## AIM OF THE EXERCISE
Reproduce each of the entries below line for line, with no changes, but leave out the pictures.

## DATASET RECORDS
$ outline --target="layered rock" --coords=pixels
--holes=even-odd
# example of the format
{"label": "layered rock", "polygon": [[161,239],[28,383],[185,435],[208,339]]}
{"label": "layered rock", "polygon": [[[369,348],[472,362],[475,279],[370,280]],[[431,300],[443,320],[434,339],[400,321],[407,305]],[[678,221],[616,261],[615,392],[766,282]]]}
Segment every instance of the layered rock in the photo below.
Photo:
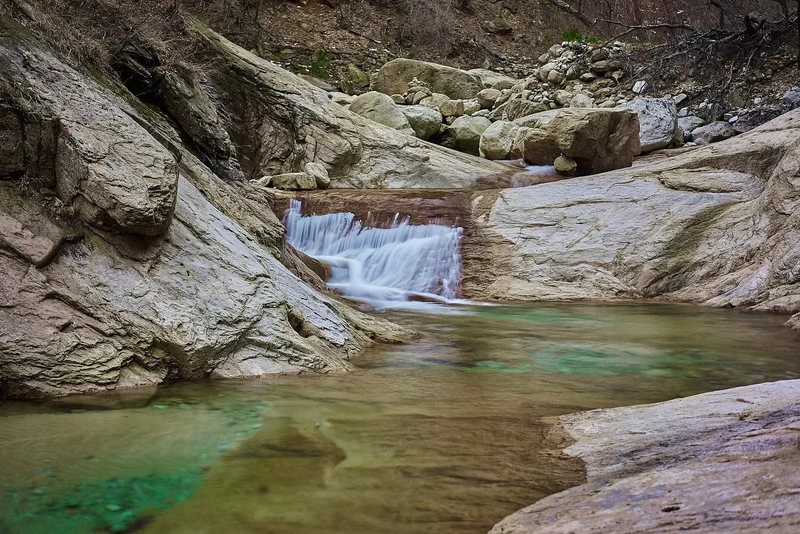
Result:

## THE ANSWER
$ outline --target="layered rock" --coords=pixels
--holes=even-odd
# example of the format
{"label": "layered rock", "polygon": [[161,239],[28,383],[185,435],[208,339]]}
{"label": "layered rock", "polygon": [[[369,348],[472,362],[475,279],[370,280]],[[431,300],[443,320],[434,339],[400,321],[407,305]],[[678,221],[616,261],[615,392],[766,282]]]}
Segment every instance of the layered rock in the photo below.
Photo:
Result:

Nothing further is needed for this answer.